#### Goal
Format the records below as a JSON list of strings, one string per line, skipping any blank lines. Leave the pictures out of the answer.

** start of Data to use **

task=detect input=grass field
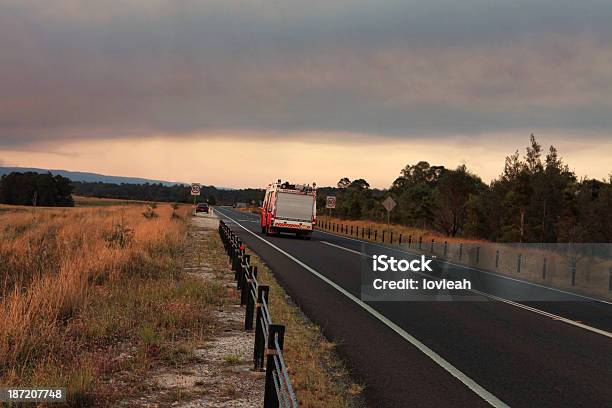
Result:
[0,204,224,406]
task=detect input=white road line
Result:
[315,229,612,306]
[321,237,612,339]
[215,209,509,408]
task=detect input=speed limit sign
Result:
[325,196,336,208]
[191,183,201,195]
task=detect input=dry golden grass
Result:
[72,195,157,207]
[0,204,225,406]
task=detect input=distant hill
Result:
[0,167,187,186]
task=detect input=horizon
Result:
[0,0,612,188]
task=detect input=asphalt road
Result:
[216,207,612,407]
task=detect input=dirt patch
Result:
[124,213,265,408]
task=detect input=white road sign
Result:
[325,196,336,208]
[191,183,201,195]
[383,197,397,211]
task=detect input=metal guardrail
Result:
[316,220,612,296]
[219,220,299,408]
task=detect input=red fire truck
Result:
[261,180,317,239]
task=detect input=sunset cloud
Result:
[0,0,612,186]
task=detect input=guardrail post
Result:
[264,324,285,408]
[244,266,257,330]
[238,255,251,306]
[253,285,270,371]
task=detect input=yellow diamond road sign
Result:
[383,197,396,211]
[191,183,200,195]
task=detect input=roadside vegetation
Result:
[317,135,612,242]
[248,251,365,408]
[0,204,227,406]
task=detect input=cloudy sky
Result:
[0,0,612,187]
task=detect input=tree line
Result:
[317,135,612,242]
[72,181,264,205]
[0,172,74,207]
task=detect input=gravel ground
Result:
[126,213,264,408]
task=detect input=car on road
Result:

** end of Data to use **

#### The result
[
  "task=detect input=grass field",
  "Result:",
  "[0,204,224,406]",
  "task=detect input=white road line",
  "Result:",
  "[315,229,612,306]",
  "[321,237,612,339]",
  "[215,209,509,408]",
  "task=detect input=speed limit sign",
  "Result:",
  "[325,196,336,208]",
  "[191,183,201,195]",
  "task=detect input=dry golden grass",
  "Result:",
  "[72,195,157,207]",
  "[0,204,225,406]",
  "task=detect input=distant hill",
  "Result:",
  "[0,167,187,186]",
  "task=detect input=horizon",
  "Result:",
  "[0,0,612,188]",
  "task=detect input=asphalt road",
  "Result:",
  "[216,207,612,407]",
  "task=detect input=dirt patch",
  "Result:",
  "[124,213,265,408]",
  "task=detect input=white road sign",
  "Result:",
  "[325,196,336,208]",
  "[191,183,201,195]",
  "[383,197,397,211]",
  "task=detect input=metal guardrail",
  "Result:",
  "[316,220,612,296]",
  "[219,220,299,408]",
  "task=detect input=red fire truck",
  "Result:",
  "[261,180,317,239]",
  "task=detect input=sunset cloud",
  "Result:",
  "[0,0,612,186]",
  "task=detect input=guardrail post",
  "Result:",
  "[264,324,285,408]",
  "[244,266,257,330]",
  "[238,255,251,306]",
  "[253,285,270,371]",
  "task=detect input=yellow diamond road sign",
  "Result:",
  "[383,197,396,211]",
  "[191,183,200,195]",
  "task=detect input=roadside vegetation",
  "Result:",
  "[317,135,612,242]",
  "[248,251,365,408]",
  "[0,204,227,406]",
  "task=detect input=cloudy sky",
  "Result:",
  "[0,0,612,187]",
  "task=detect input=tree line",
  "Result:",
  "[317,135,612,242]",
  "[72,181,264,205]",
  "[0,172,74,207]",
  "task=detect input=gravel ground",
  "Result:",
  "[126,213,264,408]",
  "task=detect input=car on road",
  "Result:"
]